Document text
# What is the best way to thicken a juice based sauce?



## abefroman (Mar 12, 2005)

What is the best way to thicken a juice based sauce?

I have it thicker than plane juice, but I want it thicker, like a thick syrup.

How can I do that?

TIA!


----------



## blueicus (Mar 16, 2005)

A couple of questions:

a) What exactly is in the sauce?

b) What's the sauce for?

I personally tend to go for reduction sauces far more than starch thickened sauces these days, but there are some instances where reducing sauces will give it an unappealing flavour and/or colour. Also, there are some instances where thickening with starch is preferable over reduction.

However, another alternative is to add some gelatin (1 tsp per 2 cups of liquid) into your mixture and reduce as normal, the gelatin "should" give it a quality that allows it to be reduced similar to a stock-based sauce.


----------



## kyheirloomer (Feb 1, 2007)

Depends on the end use. I either make a reduction, as Bluicus discuses, or use arrowroot as a starch thickener because it results in a clearer sauce than, say, cornstarch.


----------



## abefroman (Mar 12, 2005)

Yes, I think a starch will throw the color off. I think the gelatin will work though, does the sauce need to be hot when I add the gelatin?


----------



## blueicus (Mar 16, 2005)

I'd bloom it in cold water first then melt the gelatin in the heated liquid. To be perfectly honest I've never tried doing this before... hopefully it works for you.


----------



## shel (Dec 20, 2006)

How do you juice a plane?

shel


----------



## blueicus (Mar 16, 2005)

With a 2-dimensional juicer.


----------



## ghettoracingkid (Feb 19, 2007)

Maybe you just use that blue juice I always see.

thats a nice color for a sauce.


----------



## sleepy_dragon (Aug 30, 2005)

Xanthan gum works, if you have access to it.


----------



## blueicus (Mar 16, 2005)

I bought a whole extra-large aspirin-sized container of Xanthan Gum and I've never cracked it open. Guess I should try it out.


----------



## luc_h (Jun 6, 2007)

Xanthan gum is indeed used in instant or cook up sauces (in the industry)

It thickens while hot (gelatin stays liquidy when hot and sets only when cold)

Luc H.


----------



## rene (Oct 12, 2007)

Work instructions
- A) Answer these questions using the thread on thickening a juice-based sauce.
(i) How much gelatin per 2 cups of liquid does blueicus suggest adding?
(ii) Why does kyheirloomer prefer arrowroot over cornstarch as a starch thickener?
(iii) According to luc_h, what does gelatin do when it is hot?
- B) Reproduce the passage of the thread on thickening a juice-based sauce starting at "# What is the" and ending at "a thick syrup.".

Information shown

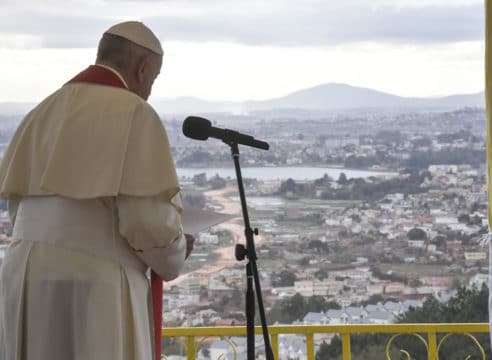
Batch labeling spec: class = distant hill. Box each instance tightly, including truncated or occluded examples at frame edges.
[245,84,485,110]
[0,83,485,115]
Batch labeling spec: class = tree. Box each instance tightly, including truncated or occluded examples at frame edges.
[272,270,297,287]
[280,178,297,194]
[407,228,427,240]
[314,269,328,280]
[337,172,348,185]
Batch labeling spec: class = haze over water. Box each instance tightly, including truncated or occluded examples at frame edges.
[176,166,396,180]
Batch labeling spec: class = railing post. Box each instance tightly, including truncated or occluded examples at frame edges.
[306,333,314,360]
[186,336,196,360]
[342,333,352,360]
[427,331,437,360]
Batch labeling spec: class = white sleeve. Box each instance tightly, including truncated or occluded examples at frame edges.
[116,194,186,281]
[7,196,22,228]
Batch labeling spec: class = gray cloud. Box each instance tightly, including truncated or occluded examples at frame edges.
[0,0,484,48]
[148,2,484,45]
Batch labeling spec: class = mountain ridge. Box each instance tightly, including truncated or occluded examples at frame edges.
[0,83,485,115]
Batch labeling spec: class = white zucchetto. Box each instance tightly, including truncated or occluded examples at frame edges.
[105,21,164,55]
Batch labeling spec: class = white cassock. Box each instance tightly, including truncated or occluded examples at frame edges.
[0,73,186,360]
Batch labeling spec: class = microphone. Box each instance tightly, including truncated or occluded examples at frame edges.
[183,116,270,150]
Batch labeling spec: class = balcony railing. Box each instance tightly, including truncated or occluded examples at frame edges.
[162,323,489,360]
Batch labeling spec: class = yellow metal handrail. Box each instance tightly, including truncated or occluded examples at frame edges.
[162,323,489,360]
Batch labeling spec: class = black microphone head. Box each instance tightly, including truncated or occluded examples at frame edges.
[183,116,212,140]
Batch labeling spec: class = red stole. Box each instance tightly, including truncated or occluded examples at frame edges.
[68,65,163,360]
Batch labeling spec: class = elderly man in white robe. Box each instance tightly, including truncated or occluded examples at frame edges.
[0,22,194,360]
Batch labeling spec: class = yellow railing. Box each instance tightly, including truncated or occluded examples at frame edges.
[162,323,489,360]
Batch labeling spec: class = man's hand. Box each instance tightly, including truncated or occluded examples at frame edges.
[185,234,195,259]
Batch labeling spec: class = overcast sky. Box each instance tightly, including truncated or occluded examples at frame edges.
[0,0,484,102]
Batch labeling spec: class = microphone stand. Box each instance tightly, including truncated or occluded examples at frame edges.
[224,141,274,360]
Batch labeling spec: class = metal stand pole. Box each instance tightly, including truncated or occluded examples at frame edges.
[226,142,274,360]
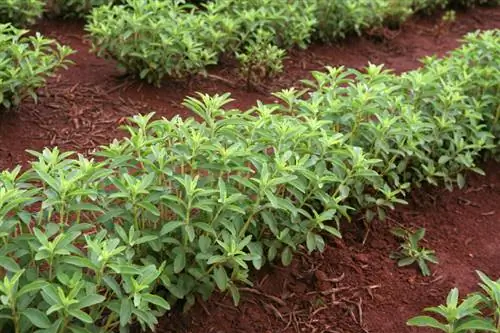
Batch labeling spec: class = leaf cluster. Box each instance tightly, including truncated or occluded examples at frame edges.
[0,24,73,111]
[407,271,500,333]
[391,228,438,276]
[46,0,123,17]
[87,0,315,85]
[0,0,45,26]
[0,31,500,333]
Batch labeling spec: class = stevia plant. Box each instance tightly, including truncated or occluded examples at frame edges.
[0,0,44,26]
[0,24,73,111]
[236,30,286,88]
[87,0,231,85]
[0,32,499,332]
[46,0,125,17]
[391,228,438,276]
[206,0,317,51]
[407,271,500,333]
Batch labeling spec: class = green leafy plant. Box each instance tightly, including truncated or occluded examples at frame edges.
[236,30,285,87]
[407,271,500,333]
[0,0,44,25]
[87,0,231,85]
[391,228,438,276]
[0,24,73,109]
[0,29,500,333]
[46,0,124,17]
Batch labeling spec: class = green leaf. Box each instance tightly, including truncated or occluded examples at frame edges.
[174,251,186,274]
[229,284,241,306]
[323,225,342,238]
[398,257,416,267]
[0,256,21,273]
[21,308,52,328]
[213,266,228,291]
[160,221,184,236]
[78,294,106,309]
[120,298,133,327]
[17,280,49,297]
[306,231,316,253]
[142,294,170,310]
[68,308,94,324]
[455,319,497,333]
[406,316,447,332]
[446,288,458,309]
[457,173,465,189]
[281,246,293,266]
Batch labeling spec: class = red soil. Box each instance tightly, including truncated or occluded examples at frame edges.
[0,8,500,333]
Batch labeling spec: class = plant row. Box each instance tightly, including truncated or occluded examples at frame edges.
[0,0,500,85]
[0,24,73,112]
[87,0,499,85]
[0,31,500,333]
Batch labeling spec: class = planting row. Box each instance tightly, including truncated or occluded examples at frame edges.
[0,31,500,333]
[0,0,500,100]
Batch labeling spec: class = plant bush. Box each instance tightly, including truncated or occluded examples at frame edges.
[314,0,388,41]
[0,31,500,333]
[87,0,231,84]
[236,30,286,87]
[87,0,315,84]
[0,0,44,25]
[407,271,500,333]
[47,0,123,17]
[0,24,73,111]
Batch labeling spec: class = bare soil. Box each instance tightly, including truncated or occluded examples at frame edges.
[0,8,500,333]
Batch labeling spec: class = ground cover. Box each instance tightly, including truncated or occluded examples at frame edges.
[0,2,495,331]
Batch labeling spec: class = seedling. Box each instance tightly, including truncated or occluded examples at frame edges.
[407,271,500,333]
[391,228,438,276]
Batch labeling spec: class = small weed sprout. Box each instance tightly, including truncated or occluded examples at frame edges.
[391,228,438,276]
[407,271,500,333]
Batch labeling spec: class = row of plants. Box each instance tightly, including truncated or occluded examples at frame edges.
[0,0,500,86]
[0,30,500,333]
[0,24,73,112]
[0,0,124,26]
[86,0,498,85]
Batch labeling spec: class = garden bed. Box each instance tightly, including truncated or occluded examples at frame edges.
[0,5,500,332]
[0,7,500,168]
[159,162,500,333]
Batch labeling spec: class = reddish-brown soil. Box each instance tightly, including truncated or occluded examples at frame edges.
[0,8,500,168]
[161,162,500,333]
[0,8,500,333]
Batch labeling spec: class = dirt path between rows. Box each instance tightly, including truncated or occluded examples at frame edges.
[0,8,500,333]
[0,8,500,169]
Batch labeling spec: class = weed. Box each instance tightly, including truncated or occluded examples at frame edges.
[391,228,438,276]
[407,271,500,333]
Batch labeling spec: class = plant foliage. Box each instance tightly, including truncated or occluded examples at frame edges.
[391,228,438,276]
[0,0,44,25]
[407,271,500,333]
[0,24,73,111]
[0,31,500,333]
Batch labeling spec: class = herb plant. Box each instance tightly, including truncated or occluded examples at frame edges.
[0,0,44,26]
[407,271,500,333]
[46,0,124,17]
[236,30,285,87]
[391,228,438,276]
[87,0,231,85]
[0,30,500,333]
[0,24,73,111]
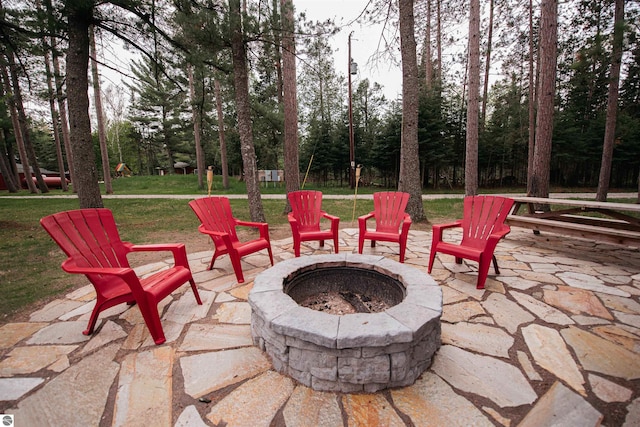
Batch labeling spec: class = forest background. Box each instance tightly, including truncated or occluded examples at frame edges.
[0,0,640,207]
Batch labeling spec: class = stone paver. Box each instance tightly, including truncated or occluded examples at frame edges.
[207,371,294,427]
[0,228,640,427]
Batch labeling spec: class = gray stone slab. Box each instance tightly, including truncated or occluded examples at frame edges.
[522,324,586,396]
[432,345,538,408]
[7,344,120,426]
[622,397,640,427]
[0,345,78,377]
[511,292,575,325]
[111,346,175,427]
[391,372,493,427]
[162,287,216,324]
[29,299,84,322]
[173,405,207,427]
[213,302,251,325]
[179,324,253,351]
[0,378,44,401]
[481,294,535,334]
[180,347,271,398]
[518,382,603,427]
[207,371,294,427]
[27,321,89,344]
[560,327,640,380]
[283,386,343,427]
[558,272,631,297]
[442,322,514,359]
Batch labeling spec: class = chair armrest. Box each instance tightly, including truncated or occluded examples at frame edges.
[320,211,340,230]
[129,243,190,269]
[431,219,462,245]
[358,212,374,235]
[236,220,269,240]
[402,213,412,236]
[198,224,233,248]
[62,258,137,278]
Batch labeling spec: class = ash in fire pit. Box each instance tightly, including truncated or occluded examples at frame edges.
[284,267,405,315]
[298,291,389,315]
[249,254,442,393]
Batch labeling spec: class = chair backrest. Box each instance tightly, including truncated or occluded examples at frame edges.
[40,208,129,268]
[189,197,238,244]
[462,196,513,248]
[373,191,409,233]
[287,190,322,231]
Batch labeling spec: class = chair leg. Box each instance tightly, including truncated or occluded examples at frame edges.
[267,245,273,265]
[229,254,244,283]
[493,255,500,274]
[427,251,437,274]
[189,277,202,305]
[476,257,491,289]
[138,301,167,345]
[82,308,101,335]
[400,242,407,263]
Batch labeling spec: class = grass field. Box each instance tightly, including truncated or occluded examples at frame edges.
[0,175,633,322]
[0,175,462,322]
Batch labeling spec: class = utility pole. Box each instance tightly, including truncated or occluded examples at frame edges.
[347,31,358,188]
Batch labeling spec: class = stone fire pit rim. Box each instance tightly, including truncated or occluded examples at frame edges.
[249,253,442,349]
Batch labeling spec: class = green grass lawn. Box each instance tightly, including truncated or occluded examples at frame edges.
[0,186,462,322]
[0,175,633,322]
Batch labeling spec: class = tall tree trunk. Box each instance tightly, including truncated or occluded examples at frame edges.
[398,0,425,221]
[89,26,113,194]
[436,0,442,87]
[527,0,558,197]
[43,42,69,191]
[0,133,20,193]
[189,65,205,190]
[6,51,49,193]
[480,0,493,129]
[36,0,69,191]
[422,0,433,94]
[51,36,78,193]
[65,0,103,209]
[527,0,536,181]
[280,0,300,205]
[229,0,265,222]
[464,0,480,196]
[213,79,229,190]
[596,0,624,202]
[0,61,38,193]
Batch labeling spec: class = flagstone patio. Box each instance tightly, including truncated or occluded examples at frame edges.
[0,229,640,427]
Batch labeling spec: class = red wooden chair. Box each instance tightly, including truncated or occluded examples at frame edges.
[189,197,273,283]
[429,196,513,289]
[358,191,411,262]
[287,190,340,257]
[40,209,202,344]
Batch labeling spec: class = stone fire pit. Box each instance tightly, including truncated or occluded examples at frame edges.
[249,254,442,393]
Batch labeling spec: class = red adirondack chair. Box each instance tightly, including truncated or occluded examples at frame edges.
[189,197,273,283]
[429,196,513,289]
[287,190,340,257]
[40,209,202,344]
[358,191,411,262]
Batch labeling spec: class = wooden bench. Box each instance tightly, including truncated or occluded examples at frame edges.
[506,197,640,247]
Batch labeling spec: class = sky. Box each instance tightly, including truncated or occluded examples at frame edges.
[97,0,402,108]
[293,0,402,100]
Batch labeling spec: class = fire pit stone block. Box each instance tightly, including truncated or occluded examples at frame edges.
[249,253,442,393]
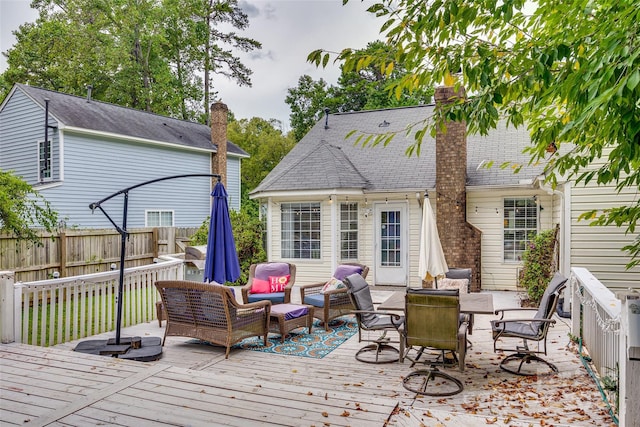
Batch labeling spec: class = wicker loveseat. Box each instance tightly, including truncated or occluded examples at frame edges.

Answers to the problems
- A)
(i) 1 tsp of gelatin per 2 cups of liquid.
(ii) Arrowroot results in a clearer sauce than cornstarch.
(iii) Gelatin stays liquidy when hot and sets only when cold.

- B)
# What is the best way to thicken a juice based sauce?



## abefroman (Mar 12, 2005)

What is the best way to thicken a juice based sauce?

I have it thicker than plane juice, but I want it thicker, like a thick syrup.